Information shown »
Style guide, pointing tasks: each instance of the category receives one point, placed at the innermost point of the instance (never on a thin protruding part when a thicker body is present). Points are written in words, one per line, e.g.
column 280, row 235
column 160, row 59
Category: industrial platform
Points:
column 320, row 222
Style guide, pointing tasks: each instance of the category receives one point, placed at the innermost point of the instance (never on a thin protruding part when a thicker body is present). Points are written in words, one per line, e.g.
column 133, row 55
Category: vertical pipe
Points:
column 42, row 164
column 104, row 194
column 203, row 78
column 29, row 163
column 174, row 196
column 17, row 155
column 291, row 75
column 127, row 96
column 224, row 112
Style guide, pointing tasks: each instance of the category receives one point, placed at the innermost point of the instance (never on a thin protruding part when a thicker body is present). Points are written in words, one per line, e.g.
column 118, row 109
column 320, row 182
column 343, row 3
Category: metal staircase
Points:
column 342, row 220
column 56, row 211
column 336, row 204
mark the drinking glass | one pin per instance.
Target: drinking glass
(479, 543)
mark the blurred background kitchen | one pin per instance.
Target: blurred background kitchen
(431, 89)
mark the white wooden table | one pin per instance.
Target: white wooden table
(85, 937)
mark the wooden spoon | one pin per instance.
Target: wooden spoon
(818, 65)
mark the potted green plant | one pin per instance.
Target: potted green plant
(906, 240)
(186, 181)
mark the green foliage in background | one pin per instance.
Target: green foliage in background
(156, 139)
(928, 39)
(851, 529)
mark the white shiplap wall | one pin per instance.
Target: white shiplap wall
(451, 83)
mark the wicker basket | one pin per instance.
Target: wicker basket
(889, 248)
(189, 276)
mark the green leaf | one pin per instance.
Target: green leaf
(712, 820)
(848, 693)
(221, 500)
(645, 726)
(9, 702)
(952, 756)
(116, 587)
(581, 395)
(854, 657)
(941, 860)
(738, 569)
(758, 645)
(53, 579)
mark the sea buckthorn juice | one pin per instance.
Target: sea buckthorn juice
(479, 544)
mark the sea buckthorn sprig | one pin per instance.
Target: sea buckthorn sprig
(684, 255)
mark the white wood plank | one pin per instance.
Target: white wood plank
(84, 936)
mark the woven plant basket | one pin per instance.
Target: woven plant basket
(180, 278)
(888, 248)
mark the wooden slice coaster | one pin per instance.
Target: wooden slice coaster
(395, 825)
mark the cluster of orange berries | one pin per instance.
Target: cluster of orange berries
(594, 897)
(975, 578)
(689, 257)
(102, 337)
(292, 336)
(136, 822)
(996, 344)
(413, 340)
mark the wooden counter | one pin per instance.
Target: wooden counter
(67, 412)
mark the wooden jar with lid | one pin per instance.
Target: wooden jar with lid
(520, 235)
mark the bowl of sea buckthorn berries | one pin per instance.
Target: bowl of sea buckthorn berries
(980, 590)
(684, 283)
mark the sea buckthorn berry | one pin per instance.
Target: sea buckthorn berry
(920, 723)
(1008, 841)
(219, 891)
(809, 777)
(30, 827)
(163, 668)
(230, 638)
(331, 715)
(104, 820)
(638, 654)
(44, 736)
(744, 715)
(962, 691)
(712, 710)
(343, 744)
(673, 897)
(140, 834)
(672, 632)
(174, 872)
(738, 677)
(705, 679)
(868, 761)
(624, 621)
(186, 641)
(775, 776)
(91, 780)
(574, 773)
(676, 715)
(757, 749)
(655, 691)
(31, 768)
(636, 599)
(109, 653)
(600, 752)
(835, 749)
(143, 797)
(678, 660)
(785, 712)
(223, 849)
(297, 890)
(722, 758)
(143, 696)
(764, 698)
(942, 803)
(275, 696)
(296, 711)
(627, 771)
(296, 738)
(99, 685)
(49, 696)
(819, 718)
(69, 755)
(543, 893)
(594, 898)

Exercise requirements » Copy out all of the records above, word for word and line for line.

Task answer »
Style guide, pointing tasks: each instance of the category receives one point, placed at the innermost point of the instance (never on a thin protruding part when a thicker body is present). Points are written in words, one per line, e.g.
column 280, row 235
column 160, row 59
Category: industrial platform
Points:
column 320, row 222
Style guide, pointing tasks: each instance of the category receives one point, placed at the innermost point of the instance (never on a thin protruding part when a thicker body is present). Points are written in words, one per line, e.g.
column 133, row 55
Category: vertical pipe
Points:
column 42, row 164
column 104, row 194
column 203, row 78
column 29, row 163
column 174, row 196
column 17, row 155
column 291, row 75
column 127, row 96
column 224, row 112
Style guide, pointing tasks: each instance of the category receives one point, placed at the innermost point of the instance (never on a thin protruding part when a thicker body is present). Points are written in words, one per line, e.g.
column 118, row 109
column 320, row 182
column 343, row 3
Category: metal staircase
Points:
column 342, row 220
column 56, row 211
column 336, row 204
mark the drinking glass | one pin per instance.
Target: drinking glass
(479, 543)
mark the blurred background kitchen | one pin per instance.
Target: blurred background kitchen
(431, 89)
mark the white wooden table | one pin per instance.
Target: white wooden table
(85, 937)
mark the wooden spoon | one pin per instance.
Target: wooden spoon
(818, 65)
mark the potted green plant | one pin per instance.
Target: potted green plant
(906, 240)
(186, 181)
mark the green foliage in background | one pin per instance.
Target: green foliage in background
(156, 139)
(928, 39)
(851, 529)
mark the white shiplap wall | one pin per instance.
Target: white shiplap wall
(451, 83)
mark the wicker basket | one pin per instance.
Target: wicker basket
(889, 248)
(189, 276)
mark the green leaf | one pin per instance.
Target: green leaf
(712, 820)
(848, 693)
(221, 500)
(645, 726)
(9, 702)
(952, 756)
(116, 587)
(581, 395)
(854, 657)
(941, 860)
(738, 569)
(758, 645)
(53, 579)
mark the sea buckthorn juice | one pin per instance.
Target: sea buckthorn juice
(479, 544)
mark the sea buckthorn sprig | one pin per instance.
Target: sea buckthorn sprig
(684, 255)
mark the white wood plank | one pin per instance.
Target: white wood plank
(84, 936)
mark the woven plant basket | one pin per instance.
Target: woven plant basket
(180, 278)
(888, 248)
mark the wooden slice coaster | one pin per instance.
Target: wooden slice coaster
(395, 825)
mark the cluster of orange berries | one pin per instance.
Target: cluster of orange berries
(594, 897)
(975, 578)
(689, 257)
(102, 337)
(292, 336)
(136, 822)
(996, 344)
(413, 340)
mark the wooden counter | one pin per instance.
Target: wooden counter
(67, 412)
mark the wooden jar with lid | one pin per instance.
Target: wooden jar with lid
(520, 235)
mark the bowl of sea buckthorn berries | one pin per instance.
Target: bowl of sea buckthorn berries
(980, 590)
(684, 283)
mark the sea buckthorn berry | one pin per instance.
Target: sea buckthorn berry
(920, 723)
(1008, 841)
(219, 891)
(809, 777)
(30, 827)
(163, 668)
(230, 638)
(331, 715)
(104, 820)
(638, 654)
(44, 736)
(744, 715)
(962, 691)
(712, 710)
(343, 744)
(673, 897)
(140, 834)
(672, 632)
(174, 872)
(738, 677)
(705, 679)
(868, 761)
(624, 621)
(186, 641)
(775, 776)
(91, 780)
(574, 773)
(676, 715)
(757, 749)
(655, 691)
(31, 768)
(636, 599)
(109, 653)
(600, 752)
(835, 749)
(143, 797)
(678, 660)
(785, 712)
(223, 849)
(297, 890)
(722, 758)
(143, 696)
(764, 698)
(942, 803)
(275, 696)
(296, 711)
(627, 771)
(296, 738)
(99, 685)
(49, 696)
(819, 718)
(69, 755)
(543, 893)
(594, 898)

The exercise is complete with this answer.